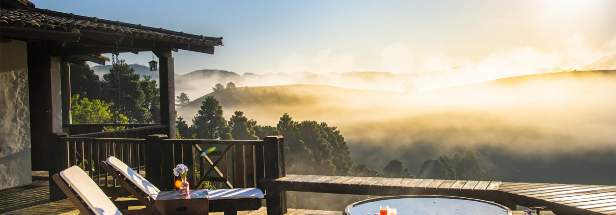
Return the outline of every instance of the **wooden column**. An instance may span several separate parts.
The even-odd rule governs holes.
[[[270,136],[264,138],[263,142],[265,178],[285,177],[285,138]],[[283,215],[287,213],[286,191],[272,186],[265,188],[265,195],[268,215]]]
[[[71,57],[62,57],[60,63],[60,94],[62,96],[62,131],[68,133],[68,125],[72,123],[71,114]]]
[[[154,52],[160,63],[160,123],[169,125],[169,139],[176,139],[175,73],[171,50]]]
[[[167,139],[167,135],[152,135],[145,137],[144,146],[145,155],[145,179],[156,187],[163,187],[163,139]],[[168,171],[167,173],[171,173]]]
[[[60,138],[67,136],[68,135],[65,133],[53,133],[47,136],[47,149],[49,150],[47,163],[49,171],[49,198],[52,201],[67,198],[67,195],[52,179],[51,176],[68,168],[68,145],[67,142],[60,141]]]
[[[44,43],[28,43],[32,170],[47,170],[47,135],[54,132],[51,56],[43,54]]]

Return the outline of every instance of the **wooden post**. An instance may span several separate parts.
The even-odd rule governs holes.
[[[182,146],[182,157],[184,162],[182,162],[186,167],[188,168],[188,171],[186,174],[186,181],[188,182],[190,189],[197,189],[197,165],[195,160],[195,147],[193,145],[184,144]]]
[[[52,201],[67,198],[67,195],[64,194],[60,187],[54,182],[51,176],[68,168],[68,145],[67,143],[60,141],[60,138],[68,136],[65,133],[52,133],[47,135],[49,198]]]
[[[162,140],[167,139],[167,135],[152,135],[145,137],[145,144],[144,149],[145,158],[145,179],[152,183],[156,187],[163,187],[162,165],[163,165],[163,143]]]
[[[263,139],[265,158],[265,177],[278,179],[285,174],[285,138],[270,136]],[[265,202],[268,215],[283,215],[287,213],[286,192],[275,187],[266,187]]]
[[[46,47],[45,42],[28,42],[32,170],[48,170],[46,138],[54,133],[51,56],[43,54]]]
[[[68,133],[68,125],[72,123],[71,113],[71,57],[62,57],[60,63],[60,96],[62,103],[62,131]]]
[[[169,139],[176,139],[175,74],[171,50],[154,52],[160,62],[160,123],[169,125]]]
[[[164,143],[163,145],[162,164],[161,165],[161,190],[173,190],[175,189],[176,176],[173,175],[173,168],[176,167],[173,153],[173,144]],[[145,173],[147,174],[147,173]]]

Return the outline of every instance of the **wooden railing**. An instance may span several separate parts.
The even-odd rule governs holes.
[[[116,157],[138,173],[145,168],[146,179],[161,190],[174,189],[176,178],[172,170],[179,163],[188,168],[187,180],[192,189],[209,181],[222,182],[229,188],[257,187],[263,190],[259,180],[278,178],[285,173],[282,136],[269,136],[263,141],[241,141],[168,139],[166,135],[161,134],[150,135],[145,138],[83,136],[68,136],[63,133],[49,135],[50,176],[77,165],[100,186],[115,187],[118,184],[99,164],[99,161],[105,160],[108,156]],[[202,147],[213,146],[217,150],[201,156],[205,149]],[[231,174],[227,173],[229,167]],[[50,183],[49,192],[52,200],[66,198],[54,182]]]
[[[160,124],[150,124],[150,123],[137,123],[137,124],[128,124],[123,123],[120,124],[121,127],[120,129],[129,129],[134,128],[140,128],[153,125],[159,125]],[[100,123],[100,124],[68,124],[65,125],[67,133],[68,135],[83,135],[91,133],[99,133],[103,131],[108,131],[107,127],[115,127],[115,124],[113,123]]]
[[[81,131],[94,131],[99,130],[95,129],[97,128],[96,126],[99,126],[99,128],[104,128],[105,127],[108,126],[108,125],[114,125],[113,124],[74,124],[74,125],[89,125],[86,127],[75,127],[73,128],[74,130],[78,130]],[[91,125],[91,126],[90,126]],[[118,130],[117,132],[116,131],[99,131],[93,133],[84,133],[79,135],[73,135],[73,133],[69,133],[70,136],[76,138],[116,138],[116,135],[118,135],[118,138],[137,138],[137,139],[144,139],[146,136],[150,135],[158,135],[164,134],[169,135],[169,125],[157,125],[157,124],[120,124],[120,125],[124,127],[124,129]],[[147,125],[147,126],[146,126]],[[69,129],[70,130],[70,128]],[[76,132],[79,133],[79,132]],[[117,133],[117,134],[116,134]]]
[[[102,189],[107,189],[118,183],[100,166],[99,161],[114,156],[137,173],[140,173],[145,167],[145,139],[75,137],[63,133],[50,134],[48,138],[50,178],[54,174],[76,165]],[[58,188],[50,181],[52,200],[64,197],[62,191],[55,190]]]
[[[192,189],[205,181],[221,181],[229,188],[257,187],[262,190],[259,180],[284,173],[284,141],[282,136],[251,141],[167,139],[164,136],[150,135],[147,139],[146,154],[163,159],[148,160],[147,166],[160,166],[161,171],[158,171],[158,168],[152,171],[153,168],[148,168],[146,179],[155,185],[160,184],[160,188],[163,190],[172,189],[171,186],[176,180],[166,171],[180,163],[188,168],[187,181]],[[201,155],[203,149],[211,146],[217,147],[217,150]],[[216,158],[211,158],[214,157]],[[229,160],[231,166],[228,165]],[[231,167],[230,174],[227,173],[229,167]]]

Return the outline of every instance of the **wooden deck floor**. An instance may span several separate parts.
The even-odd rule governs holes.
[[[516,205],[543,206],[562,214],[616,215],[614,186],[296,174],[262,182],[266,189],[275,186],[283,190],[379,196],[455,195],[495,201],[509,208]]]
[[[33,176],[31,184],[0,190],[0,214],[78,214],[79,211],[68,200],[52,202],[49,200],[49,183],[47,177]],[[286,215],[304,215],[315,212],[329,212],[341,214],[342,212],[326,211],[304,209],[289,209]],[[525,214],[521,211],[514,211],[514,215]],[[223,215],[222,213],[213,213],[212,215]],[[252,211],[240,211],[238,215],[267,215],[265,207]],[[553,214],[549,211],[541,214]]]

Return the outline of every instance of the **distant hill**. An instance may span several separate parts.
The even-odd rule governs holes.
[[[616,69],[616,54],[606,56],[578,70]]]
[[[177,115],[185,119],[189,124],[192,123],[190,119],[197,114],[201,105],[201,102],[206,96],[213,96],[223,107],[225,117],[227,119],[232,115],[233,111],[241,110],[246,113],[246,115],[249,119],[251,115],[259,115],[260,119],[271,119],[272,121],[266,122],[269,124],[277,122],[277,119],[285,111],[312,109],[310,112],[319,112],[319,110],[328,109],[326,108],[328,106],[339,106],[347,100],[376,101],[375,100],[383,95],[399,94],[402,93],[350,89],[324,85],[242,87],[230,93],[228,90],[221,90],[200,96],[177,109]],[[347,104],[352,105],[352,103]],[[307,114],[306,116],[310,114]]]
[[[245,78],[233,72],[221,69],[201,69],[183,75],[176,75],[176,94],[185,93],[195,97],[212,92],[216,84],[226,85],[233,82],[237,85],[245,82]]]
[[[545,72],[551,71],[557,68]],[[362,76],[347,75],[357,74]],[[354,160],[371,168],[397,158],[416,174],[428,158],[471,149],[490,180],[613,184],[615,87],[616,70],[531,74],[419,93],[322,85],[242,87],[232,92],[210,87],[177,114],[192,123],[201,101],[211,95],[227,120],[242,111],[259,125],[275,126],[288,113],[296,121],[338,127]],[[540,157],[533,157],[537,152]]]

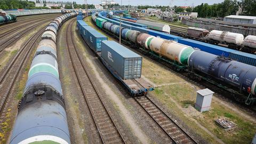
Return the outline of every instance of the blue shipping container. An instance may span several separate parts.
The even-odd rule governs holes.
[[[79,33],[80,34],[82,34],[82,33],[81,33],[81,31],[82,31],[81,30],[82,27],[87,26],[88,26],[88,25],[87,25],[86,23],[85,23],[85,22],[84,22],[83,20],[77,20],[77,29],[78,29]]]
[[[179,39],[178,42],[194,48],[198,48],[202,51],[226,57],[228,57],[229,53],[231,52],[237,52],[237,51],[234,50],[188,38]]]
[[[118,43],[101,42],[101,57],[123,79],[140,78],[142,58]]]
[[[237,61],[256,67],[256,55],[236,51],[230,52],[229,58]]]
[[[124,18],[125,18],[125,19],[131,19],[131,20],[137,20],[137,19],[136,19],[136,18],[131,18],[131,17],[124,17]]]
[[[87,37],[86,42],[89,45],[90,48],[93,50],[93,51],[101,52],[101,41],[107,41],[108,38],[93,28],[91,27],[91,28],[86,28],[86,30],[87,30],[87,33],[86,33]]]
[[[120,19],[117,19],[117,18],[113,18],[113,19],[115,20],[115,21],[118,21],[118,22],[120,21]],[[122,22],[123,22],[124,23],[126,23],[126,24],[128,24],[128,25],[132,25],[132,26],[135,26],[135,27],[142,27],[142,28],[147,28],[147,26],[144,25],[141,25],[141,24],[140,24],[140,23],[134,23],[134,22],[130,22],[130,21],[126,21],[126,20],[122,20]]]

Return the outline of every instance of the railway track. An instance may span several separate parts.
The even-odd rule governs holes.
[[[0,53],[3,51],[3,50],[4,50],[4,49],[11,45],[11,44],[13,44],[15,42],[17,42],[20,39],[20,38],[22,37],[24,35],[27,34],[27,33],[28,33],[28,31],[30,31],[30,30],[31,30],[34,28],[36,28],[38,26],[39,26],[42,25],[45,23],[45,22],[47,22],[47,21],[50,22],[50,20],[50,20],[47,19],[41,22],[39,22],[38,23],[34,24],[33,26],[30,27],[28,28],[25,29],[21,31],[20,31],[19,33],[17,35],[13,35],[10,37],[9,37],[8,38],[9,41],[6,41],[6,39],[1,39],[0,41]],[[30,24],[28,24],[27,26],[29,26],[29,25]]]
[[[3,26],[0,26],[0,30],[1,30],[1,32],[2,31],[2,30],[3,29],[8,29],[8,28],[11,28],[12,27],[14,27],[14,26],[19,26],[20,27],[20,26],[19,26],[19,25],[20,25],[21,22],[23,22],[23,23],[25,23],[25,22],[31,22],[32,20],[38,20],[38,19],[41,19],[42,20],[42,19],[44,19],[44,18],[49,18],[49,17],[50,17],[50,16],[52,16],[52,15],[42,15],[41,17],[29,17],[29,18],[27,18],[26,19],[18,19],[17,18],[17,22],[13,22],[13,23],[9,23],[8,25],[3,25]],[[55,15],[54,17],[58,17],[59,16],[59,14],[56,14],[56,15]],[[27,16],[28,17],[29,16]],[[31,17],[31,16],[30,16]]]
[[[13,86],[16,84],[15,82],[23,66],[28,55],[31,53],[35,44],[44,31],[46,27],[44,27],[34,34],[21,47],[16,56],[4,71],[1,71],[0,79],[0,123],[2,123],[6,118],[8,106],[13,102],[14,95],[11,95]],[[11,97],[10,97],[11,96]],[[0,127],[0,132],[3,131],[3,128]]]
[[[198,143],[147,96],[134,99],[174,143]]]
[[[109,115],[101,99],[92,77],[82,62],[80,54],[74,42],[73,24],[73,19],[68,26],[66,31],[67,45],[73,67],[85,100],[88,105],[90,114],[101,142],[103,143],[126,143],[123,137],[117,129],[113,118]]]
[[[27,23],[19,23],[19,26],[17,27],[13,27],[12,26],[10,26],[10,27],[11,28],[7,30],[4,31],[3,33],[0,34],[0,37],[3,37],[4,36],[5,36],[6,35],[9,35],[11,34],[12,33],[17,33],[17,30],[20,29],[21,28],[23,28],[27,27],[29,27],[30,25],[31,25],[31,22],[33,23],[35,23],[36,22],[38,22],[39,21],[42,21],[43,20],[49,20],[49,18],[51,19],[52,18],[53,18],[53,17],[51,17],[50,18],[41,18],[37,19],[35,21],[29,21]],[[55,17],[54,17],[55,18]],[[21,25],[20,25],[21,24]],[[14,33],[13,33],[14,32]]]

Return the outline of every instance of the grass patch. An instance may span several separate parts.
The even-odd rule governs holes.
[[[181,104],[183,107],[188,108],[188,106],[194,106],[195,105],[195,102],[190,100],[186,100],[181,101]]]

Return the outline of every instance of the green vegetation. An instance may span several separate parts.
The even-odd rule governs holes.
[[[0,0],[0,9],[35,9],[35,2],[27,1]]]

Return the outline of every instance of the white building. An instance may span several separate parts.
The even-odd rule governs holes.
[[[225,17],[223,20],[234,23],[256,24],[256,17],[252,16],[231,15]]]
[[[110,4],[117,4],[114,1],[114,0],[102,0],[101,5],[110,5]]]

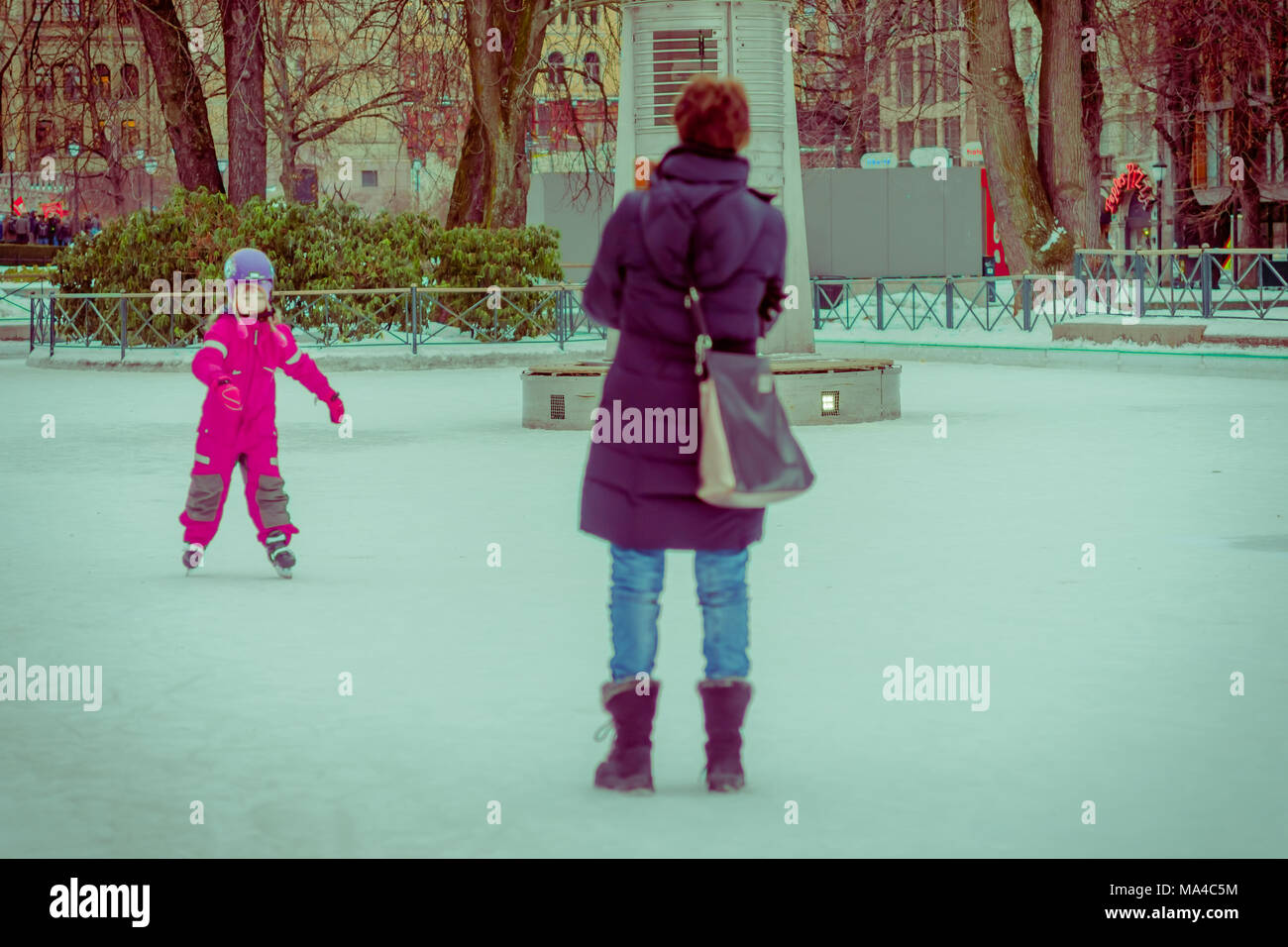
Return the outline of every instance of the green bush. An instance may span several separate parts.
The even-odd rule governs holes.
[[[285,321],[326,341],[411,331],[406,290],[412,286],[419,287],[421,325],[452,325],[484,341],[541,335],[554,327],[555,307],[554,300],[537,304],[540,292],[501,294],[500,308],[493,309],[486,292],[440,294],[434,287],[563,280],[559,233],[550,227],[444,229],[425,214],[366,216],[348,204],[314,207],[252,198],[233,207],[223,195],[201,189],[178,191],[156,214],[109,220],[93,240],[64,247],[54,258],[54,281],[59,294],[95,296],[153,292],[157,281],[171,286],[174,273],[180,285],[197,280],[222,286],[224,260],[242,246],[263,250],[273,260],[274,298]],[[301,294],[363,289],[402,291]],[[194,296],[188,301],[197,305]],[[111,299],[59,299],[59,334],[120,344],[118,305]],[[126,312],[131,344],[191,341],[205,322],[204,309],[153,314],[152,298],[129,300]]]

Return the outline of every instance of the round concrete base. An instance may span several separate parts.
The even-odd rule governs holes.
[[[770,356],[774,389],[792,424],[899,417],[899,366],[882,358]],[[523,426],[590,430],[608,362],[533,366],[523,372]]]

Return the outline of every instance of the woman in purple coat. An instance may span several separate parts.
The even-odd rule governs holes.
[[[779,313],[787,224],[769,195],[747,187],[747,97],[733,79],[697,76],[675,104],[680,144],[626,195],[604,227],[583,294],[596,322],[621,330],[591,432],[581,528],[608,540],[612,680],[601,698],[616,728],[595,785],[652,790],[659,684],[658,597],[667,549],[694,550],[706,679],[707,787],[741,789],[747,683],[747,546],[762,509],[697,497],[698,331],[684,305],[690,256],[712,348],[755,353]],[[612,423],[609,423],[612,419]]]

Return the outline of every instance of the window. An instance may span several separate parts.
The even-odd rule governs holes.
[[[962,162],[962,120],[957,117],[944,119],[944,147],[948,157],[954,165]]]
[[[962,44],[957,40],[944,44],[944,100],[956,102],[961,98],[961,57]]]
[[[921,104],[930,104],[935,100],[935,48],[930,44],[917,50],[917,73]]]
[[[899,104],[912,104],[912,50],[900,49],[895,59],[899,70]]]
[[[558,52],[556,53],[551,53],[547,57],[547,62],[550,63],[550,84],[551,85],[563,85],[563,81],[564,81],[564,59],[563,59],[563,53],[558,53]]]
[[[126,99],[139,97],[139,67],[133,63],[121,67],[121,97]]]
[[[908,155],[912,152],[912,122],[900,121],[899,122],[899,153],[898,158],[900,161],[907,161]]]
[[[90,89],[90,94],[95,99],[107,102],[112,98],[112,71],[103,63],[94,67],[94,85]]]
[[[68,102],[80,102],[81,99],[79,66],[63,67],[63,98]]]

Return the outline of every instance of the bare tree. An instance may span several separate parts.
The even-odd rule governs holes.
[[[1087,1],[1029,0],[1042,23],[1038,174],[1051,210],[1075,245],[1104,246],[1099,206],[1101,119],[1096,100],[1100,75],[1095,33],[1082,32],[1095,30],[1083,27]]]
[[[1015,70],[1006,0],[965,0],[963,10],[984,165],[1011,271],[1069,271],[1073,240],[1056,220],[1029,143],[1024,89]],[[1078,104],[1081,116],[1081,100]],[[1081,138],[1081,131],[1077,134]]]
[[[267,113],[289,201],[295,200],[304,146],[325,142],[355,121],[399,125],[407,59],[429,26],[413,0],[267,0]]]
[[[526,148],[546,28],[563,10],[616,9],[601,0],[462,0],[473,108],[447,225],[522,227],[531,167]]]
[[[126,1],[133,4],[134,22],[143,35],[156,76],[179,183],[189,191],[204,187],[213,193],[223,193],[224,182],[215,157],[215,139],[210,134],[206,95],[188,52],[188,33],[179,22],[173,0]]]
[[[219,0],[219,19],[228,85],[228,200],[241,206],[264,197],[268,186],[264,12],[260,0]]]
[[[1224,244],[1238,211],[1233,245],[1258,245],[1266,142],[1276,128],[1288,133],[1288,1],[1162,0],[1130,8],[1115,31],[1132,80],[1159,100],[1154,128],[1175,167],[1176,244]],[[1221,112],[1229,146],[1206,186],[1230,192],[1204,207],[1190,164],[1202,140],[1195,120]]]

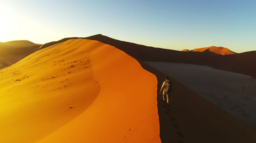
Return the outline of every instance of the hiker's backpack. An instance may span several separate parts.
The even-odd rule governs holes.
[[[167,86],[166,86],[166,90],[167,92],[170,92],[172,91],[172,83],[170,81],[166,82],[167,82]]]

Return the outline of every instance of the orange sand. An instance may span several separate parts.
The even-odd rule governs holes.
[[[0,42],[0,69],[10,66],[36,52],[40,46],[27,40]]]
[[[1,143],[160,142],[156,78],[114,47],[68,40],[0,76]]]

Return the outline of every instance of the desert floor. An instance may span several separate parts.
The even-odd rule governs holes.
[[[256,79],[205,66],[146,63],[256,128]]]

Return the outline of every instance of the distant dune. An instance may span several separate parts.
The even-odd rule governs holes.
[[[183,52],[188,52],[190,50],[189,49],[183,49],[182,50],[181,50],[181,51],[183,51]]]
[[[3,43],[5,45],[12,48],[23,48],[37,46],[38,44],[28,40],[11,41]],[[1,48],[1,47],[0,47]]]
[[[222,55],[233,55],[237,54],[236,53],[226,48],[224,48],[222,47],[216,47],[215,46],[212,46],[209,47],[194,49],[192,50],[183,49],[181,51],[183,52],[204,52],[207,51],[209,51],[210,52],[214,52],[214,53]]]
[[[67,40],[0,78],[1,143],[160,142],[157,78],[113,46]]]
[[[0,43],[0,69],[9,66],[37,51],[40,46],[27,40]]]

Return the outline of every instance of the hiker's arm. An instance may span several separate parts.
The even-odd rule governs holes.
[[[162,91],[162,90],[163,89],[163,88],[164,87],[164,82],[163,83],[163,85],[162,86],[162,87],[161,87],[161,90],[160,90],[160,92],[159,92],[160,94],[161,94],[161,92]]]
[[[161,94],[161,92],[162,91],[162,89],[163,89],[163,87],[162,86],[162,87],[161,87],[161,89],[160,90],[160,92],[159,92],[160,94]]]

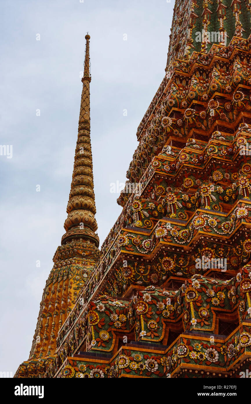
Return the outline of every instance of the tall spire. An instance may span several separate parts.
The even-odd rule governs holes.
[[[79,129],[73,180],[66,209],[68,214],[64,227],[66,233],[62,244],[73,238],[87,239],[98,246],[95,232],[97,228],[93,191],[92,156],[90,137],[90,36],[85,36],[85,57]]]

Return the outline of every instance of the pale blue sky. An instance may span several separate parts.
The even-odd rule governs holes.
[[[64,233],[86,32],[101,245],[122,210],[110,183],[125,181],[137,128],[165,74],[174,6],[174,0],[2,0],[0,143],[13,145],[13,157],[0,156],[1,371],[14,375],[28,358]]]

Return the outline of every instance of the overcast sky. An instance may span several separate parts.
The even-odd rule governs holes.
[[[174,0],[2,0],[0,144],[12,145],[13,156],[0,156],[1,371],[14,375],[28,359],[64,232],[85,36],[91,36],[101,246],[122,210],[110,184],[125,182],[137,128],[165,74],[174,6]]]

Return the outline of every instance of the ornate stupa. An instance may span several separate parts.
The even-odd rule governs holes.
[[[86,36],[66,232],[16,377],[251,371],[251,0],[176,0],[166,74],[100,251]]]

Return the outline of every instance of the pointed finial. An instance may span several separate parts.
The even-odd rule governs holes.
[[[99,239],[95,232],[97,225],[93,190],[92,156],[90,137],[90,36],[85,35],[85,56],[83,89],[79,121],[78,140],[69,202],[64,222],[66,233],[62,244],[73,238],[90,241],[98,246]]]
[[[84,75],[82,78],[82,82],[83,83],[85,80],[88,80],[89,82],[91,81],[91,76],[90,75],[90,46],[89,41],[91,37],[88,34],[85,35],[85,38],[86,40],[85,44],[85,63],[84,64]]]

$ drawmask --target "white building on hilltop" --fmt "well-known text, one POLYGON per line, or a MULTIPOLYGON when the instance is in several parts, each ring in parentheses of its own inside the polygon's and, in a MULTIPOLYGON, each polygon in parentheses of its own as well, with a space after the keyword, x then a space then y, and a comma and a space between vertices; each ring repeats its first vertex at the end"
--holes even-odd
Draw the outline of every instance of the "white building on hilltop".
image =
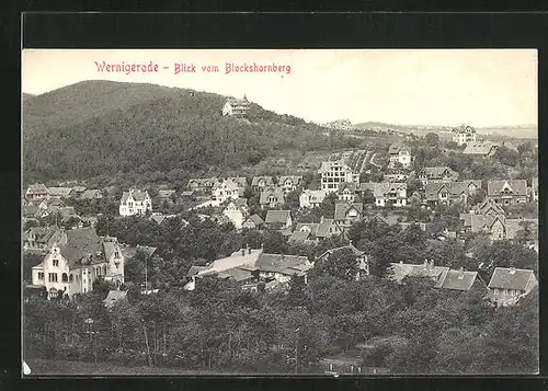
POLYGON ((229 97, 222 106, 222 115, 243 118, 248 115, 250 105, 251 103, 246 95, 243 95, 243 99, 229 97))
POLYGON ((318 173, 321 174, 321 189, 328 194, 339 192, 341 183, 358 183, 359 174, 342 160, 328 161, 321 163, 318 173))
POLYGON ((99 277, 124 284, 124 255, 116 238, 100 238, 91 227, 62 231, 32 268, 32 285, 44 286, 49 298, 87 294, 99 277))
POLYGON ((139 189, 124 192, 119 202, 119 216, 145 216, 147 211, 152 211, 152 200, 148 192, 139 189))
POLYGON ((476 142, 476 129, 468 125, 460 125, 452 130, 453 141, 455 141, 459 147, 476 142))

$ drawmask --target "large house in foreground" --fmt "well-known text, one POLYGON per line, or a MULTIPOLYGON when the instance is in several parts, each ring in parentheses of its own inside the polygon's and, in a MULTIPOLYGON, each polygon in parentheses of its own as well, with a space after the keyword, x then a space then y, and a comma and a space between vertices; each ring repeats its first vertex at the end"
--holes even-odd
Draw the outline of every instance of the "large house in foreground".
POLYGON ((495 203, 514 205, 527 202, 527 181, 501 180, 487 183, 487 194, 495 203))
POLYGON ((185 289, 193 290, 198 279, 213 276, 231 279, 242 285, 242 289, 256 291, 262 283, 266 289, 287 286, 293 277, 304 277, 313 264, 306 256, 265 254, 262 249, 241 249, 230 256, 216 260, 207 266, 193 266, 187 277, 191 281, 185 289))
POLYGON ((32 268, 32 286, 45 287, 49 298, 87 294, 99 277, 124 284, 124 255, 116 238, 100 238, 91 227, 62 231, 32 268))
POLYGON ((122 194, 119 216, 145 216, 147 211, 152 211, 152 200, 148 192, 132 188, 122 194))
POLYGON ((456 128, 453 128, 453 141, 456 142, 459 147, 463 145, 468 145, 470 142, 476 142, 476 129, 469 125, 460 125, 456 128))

----------

Copy the records between the line containing "Return the outline of every instance of the white" and the line containing "[[[110,4],[117,4],[114,1],[114,0],[102,0],[101,5],[110,5]]]", inclusive, keeping the request lines as they are and raising every coordinate in the answers by 147.

Exercise solution:
Return the outline of every instance of the white building. An instance may span several separate parts.
The even-odd rule governs holes.
[[[372,164],[370,167],[381,170],[403,171],[403,164],[399,163],[378,162]]]
[[[257,151],[264,151],[261,148],[261,147],[249,147],[248,152],[257,152]]]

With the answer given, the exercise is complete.